• [Fragment]:
++++++++++++++++++++
Michał Piróg zwrócił się do Kingi Rusin z z niespodziewaną prośbą. "Oddaj mi moje życie, zołzo!"
Choć Michał Piróg (44 l.) na przebieg swojej kariery nie może narzekać, z zapartym tchem i ukłuciem zazdrości śledzi Kingę Rusin (52 l.) i jej liczne podróże. Zaapelował nawet do koleżanki, by ta... oddała mu wymarzone życie.
Michał Piróg, tancerz i choreograf - kojarzony z popularnym programem "Top Model", wyznał w rozmowie z Pudelkiem, że jest w stałym kontakcie z Kingą Rusin. Piróg i znana dziennikarka poznali się w 2007 roku, przy pracy nad programem "You Can Dance". Nieoczekiwanie połączyła ich głęboka więź, która cały czas trwa - pomimo zakończenia popularnego show.
"Ja bardzo tęsknie i za Agustinem, bo to był wspaniały czas, i za Kingą. Z Kingą jesteśmy cały czas w kontakcie. Czy mi brakuje jej w telewizji? Nie, bo ja nie mam telewizji" - powiedział Pudelkowi.
Ponieważ Kinga Rusin od kilku lat stale przebywa w podróży i odwiedza nowe zakątki świata, jej kontakt z ludźmi jest utrudniony. Michał Piróg przyznał w rozmowie, że dawniej sam tak podróżował. Teraz nieco osiadł.
"Ona żyje moim życiem! Jak myśmy zaczynali, to ja cały czas byłem w podróży. Ona mówiła: Piróg, weź się ustatkuj. [...] Teraz, jak byłem w Etiopii, to próbowaliśmy jakoś złożyć kalendarze, żebyśmy się gdzieś spotkali. Ja mówię: "Stara, po pierwsze, ukradłaś mi moje życie, oddaj mi moje życie! Przecież ty nim gardziłaś jeszcze 20 lat temu!". Mówiłaś mi: "Dorośnij, życie nie polega na wiecznej podróży". I co teraz robi? No właśnie" - śmiał się Piróg.
Pomiędzy wypowiedziami rozbawionego tancerza nie zabrakło czasu na nieco powagi. Piróg wyjaśnił, że żarty żartami, ale Kinga ma bardzo poważną pracę, którą wykonuje w trasie. Prowadzi firmę kosmetyczną, a podróże są związane z rozwijaniem biznesu.
++++++++++++++++++++
• [Dane wejściowe]:
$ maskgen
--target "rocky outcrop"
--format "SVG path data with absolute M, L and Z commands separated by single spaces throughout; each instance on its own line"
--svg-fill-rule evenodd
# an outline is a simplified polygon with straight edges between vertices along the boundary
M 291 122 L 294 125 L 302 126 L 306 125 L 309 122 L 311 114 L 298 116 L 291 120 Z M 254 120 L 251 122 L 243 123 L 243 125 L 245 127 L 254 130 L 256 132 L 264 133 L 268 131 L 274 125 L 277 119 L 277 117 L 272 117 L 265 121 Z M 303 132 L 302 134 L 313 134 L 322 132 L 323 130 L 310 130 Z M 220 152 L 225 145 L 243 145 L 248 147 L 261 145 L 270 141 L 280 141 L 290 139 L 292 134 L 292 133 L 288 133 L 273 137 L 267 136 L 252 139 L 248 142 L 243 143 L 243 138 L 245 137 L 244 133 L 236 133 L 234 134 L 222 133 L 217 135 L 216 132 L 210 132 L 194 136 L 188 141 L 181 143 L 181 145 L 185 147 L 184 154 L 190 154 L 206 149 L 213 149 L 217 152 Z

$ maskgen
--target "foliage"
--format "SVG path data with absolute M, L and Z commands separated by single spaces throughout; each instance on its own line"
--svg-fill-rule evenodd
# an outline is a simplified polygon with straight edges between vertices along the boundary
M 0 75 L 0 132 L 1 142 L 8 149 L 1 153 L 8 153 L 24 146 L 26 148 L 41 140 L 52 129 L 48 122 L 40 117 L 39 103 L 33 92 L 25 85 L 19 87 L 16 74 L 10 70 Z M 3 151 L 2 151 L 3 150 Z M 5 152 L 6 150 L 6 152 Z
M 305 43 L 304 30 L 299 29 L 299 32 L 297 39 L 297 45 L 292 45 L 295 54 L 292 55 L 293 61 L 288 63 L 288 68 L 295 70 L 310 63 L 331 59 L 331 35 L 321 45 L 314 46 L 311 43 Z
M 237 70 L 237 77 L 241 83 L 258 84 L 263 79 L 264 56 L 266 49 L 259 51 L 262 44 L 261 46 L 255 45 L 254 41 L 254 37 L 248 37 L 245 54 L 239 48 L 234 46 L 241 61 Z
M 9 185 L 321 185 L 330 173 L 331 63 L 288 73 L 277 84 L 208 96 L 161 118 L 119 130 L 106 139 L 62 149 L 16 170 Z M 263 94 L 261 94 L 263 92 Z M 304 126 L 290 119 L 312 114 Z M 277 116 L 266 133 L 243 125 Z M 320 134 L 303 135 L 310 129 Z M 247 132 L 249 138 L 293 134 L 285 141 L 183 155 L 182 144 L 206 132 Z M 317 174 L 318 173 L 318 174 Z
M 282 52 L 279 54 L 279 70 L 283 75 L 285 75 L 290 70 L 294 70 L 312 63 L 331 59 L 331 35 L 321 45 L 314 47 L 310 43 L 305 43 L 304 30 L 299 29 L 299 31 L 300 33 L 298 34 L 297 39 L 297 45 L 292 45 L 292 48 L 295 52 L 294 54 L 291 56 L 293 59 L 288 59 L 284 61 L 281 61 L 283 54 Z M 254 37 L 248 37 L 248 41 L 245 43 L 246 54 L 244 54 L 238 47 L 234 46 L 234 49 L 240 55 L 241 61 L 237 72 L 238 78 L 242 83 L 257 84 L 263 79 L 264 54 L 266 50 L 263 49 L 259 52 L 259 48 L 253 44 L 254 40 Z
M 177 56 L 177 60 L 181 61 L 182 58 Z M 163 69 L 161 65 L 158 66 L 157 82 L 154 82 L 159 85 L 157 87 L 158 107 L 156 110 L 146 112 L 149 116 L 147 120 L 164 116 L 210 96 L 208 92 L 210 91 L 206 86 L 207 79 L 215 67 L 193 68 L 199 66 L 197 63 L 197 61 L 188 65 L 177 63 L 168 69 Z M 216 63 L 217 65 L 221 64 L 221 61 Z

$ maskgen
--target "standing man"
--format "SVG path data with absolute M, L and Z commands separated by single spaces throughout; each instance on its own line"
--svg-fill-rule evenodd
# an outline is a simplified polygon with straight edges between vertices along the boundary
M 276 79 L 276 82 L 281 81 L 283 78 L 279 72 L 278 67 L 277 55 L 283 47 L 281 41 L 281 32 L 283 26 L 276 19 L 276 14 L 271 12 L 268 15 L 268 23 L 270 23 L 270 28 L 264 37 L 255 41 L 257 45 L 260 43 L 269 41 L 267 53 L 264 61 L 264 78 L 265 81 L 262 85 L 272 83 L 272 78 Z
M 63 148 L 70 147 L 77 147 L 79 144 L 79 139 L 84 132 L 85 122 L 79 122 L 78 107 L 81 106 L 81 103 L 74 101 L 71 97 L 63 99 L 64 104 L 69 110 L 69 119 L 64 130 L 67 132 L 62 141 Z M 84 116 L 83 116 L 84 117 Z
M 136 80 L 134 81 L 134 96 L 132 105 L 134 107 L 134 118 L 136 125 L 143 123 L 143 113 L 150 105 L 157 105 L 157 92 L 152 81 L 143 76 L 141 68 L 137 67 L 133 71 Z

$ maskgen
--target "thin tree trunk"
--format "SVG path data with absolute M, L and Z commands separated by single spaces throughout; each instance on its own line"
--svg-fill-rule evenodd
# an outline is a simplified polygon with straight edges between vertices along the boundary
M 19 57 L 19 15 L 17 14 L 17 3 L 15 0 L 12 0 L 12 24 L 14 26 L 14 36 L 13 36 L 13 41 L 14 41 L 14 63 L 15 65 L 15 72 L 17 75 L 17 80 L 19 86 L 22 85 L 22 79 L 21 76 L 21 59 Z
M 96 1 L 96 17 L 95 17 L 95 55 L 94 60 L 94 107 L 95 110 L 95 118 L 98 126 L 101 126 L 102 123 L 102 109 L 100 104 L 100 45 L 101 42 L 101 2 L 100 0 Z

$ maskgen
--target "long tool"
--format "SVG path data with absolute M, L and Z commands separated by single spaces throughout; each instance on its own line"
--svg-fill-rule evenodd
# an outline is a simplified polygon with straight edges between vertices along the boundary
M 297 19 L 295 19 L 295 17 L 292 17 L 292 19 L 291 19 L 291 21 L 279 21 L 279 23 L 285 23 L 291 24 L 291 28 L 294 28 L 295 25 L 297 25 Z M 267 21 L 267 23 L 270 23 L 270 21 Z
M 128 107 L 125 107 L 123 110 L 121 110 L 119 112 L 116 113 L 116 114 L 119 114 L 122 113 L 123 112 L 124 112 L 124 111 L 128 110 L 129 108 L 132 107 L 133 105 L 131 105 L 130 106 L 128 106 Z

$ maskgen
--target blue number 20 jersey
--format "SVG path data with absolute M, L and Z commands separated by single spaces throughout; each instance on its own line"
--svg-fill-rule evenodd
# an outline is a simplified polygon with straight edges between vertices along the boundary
++++++++++++++++++++
• [Polecenia]:
• A. Wypisz wszystkie osoby, które artykuł o Michale Pirogu wymienia z imienia.
• B. Przepisz z artykułu o Michale Pirogu fragment zaczynający się od "Michał Piróg zwrócił" i ciągnący się aż do "mu wymarzone życie.".
Wiersze nie są tu do niczego potrzebne.

• [Odpowiedzi]:
• A. Michał Piróg, Kinga Rusin, Agustin

• B.
Michał Piróg zwrócił się do Kingi Rusin z z niespodziewaną prośbą. "Oddaj mi moje życie, zołzo!"
Choć Michał Piróg (44 l.) na przebieg swojej kariery nie może narzekać, z zapartym tchem i ukłuciem zazdrości śledzi Kingę Rusin (52 l.) i jej liczne podróże. Zaapelował nawet do koleżanki, by ta... oddała mu wymarzone życie.